Take the line with "Phrase: deep blue sky" and every line after it in the data. Transcribe them exactly, through the last.

Point-per-instance localization data:
○ ○ ○ ○ ○

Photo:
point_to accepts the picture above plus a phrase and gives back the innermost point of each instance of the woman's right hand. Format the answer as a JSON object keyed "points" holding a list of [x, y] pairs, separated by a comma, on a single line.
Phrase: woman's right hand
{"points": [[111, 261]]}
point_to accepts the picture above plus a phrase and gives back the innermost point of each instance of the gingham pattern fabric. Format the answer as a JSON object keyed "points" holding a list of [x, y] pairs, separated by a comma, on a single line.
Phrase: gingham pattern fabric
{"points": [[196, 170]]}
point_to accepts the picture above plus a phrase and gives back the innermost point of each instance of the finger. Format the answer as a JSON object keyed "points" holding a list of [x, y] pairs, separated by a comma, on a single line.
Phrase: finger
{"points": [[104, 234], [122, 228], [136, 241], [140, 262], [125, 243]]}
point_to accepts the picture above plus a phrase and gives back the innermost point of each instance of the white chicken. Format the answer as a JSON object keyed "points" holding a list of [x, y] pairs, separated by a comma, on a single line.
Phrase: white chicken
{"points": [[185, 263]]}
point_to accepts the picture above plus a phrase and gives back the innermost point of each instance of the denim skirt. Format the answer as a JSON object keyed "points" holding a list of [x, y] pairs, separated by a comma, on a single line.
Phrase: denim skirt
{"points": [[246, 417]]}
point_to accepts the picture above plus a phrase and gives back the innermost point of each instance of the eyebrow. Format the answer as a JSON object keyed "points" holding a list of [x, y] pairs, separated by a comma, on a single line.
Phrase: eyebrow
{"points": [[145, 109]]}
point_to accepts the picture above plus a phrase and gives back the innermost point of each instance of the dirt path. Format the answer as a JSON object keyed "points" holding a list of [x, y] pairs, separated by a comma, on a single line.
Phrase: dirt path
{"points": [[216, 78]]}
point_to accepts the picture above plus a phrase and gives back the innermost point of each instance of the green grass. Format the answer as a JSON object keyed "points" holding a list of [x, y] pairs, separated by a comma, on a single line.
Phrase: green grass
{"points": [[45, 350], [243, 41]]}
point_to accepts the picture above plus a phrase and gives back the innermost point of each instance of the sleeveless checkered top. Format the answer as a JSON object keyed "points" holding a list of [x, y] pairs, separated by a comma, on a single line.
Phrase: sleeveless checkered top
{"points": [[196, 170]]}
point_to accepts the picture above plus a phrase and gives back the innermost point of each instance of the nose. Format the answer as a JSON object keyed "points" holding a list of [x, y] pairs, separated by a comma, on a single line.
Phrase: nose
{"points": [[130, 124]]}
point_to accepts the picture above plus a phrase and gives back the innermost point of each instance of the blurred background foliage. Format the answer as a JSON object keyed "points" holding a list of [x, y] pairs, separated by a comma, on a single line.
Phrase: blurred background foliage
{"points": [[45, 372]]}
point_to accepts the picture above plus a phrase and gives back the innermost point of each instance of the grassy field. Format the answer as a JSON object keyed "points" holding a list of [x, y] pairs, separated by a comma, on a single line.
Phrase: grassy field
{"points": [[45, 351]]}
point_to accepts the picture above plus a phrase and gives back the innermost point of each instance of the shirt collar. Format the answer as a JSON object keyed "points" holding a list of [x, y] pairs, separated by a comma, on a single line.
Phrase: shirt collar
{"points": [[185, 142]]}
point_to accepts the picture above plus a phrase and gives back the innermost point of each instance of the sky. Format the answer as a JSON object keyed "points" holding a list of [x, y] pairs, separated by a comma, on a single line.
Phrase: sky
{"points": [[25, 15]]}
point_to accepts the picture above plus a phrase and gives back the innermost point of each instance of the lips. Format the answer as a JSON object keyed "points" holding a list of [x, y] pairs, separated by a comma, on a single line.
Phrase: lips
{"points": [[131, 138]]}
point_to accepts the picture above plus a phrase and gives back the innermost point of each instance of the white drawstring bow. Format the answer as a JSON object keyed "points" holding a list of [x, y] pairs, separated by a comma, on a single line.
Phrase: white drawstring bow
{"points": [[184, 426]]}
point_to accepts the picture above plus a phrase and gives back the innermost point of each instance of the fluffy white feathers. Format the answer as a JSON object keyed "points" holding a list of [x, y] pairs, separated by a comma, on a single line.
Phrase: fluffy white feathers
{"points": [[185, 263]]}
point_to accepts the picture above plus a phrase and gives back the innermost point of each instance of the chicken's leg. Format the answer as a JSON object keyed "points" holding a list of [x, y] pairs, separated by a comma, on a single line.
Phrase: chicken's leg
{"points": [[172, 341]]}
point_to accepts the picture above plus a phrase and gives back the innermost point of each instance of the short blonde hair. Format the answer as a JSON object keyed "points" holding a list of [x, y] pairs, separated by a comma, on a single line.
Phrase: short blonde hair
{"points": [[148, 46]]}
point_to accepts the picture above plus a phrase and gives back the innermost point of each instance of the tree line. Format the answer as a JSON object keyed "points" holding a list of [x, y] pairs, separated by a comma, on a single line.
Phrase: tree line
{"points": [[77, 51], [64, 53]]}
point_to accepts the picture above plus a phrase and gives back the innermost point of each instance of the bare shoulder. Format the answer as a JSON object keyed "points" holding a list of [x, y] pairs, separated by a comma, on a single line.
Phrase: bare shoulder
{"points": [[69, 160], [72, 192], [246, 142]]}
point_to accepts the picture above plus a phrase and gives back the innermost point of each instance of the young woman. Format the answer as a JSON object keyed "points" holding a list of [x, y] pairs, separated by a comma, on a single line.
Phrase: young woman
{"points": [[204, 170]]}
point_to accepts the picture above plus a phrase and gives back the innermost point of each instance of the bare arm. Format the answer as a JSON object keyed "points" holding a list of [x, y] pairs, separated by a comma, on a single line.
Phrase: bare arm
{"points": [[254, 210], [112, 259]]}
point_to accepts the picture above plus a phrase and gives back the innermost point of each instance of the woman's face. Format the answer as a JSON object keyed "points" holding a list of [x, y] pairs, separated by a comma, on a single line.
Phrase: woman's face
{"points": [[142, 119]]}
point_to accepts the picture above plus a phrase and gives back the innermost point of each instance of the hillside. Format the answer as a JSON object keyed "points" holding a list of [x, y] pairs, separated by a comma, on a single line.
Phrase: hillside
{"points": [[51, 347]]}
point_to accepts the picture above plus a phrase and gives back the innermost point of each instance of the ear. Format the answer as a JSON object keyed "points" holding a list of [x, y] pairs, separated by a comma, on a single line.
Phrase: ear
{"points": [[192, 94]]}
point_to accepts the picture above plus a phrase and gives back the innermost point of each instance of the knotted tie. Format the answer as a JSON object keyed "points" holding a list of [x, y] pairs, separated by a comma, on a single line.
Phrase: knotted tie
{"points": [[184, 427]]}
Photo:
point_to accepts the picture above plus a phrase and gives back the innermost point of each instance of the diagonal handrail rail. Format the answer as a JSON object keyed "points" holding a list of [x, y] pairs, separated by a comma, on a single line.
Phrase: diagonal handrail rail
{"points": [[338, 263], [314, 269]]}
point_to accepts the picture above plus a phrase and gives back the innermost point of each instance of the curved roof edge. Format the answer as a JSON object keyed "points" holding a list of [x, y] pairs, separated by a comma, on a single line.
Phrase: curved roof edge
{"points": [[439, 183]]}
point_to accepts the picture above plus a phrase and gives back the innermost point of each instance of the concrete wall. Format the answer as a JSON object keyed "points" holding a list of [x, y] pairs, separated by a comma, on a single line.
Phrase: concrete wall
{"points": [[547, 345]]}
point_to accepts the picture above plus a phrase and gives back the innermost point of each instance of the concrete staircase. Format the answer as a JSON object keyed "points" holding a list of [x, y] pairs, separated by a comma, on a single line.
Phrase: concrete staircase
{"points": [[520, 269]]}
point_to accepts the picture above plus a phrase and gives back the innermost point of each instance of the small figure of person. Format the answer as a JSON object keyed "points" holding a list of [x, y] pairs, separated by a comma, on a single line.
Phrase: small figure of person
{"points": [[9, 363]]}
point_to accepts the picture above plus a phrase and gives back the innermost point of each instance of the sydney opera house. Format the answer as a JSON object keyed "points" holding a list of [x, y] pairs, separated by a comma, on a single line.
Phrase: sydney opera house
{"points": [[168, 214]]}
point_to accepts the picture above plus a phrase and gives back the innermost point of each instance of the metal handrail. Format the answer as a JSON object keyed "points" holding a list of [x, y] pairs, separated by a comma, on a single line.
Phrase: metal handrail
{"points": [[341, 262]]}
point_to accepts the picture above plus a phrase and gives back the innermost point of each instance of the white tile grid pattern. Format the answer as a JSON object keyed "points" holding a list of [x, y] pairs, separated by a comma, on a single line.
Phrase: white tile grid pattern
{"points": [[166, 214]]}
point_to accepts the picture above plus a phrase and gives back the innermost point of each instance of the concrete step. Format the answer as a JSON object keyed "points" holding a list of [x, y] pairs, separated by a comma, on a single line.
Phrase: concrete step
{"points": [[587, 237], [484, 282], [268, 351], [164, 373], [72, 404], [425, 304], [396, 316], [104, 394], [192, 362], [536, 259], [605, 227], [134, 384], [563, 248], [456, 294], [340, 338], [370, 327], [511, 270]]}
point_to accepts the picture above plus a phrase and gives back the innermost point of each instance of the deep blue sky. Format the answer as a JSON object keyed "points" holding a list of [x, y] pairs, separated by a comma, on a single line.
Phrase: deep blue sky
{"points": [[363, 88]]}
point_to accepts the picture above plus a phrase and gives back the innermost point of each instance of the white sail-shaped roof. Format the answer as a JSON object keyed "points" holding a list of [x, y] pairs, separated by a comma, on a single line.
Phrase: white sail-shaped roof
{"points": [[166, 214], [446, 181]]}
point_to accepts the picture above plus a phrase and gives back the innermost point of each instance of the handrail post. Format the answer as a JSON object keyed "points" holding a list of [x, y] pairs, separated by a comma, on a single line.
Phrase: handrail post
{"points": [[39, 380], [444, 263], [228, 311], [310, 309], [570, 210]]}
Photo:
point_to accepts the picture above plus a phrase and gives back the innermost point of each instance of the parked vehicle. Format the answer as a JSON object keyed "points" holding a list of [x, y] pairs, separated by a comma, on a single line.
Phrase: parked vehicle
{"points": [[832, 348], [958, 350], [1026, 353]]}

○ ○ ○ ○ ○

§ **EXERCISE RESPONSE**
Phrase: deep blue sky
{"points": [[363, 88]]}
point_to accepts the picture above plus a phrase and gives back the innermost point of each instance of the white sail-shaped roof. Format the answer as a JSON object keyed "points" holding a list of [x, y] pairs, separated by a comma, on a single line.
Phrase: white sail-shaped roof
{"points": [[166, 214], [446, 181]]}
point_to accepts the picture above plus a phrase and gives back the innermost point of each instance of the handrail post. Format the answer as a JSON object keyed "points" holding a list of [x, y] pairs, separated by a comma, on a single line.
Phrase: handrail post
{"points": [[39, 380], [444, 263], [228, 311], [310, 309], [570, 210]]}
Photo:
point_to accepts the picture above plus a phrase and gives back the innermost point of each instance of the parked vehicle. Format the answer as a JSON object keyed "points" holding a list of [x, y] pairs, separated by a comma, on a single line.
Phrase: parked vehicle
{"points": [[832, 348], [958, 350], [1026, 353]]}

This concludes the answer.